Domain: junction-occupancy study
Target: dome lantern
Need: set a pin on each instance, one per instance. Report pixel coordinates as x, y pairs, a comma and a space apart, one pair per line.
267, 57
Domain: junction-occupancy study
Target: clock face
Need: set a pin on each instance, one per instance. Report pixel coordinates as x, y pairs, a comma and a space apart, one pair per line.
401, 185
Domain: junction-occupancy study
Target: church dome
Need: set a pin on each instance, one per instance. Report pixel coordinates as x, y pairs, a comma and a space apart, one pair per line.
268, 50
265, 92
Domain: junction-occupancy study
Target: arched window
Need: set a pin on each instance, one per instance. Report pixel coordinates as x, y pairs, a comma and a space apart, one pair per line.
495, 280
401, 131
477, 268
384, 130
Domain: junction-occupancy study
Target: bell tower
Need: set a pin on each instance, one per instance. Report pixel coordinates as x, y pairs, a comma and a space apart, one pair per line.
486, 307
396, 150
----------
** YOUR TASK **
Convert every line of the records above into one numbered list, leaving out any blank lines.

** IN RESPONSE **
1. Domain: junction-occupancy study
2. Target: dome lantern
3. Need: set a pin on each instance, one per instance. Report pixel coordinates as x, y pairs, a comma and a space apart, one pair per line.
4. 267, 57
5. Domain: junction-occupancy study
6. Target: clock face
7. Need: set a pin on each instance, one per instance. Report pixel coordinates as x, y pairs, a comma and a space apart, one pair per line.
8. 401, 185
9. Domain: junction-occupancy study
10. Target: church dome
11. Need: set a pin on each instance, one per instance. Report pixel coordinates as x, y pairs, a comma and a space apart, one pair per line.
12. 268, 50
13. 265, 92
14. Domain: junction-occupancy study
15. Target: arched window
16. Need: set a pin on each instance, one per instance. Report pixel coordinates as x, y pairs, a comma and a space apart, one pair per line.
17. 495, 280
18. 401, 131
19. 477, 268
20. 384, 130
21. Domain: junction-occupancy study
22. Target: bell tower
23. Need: set a pin on each instance, one per instance. Report pixel coordinates as x, y pairs, a comma and a space apart, one pair per line.
24. 486, 307
25. 396, 150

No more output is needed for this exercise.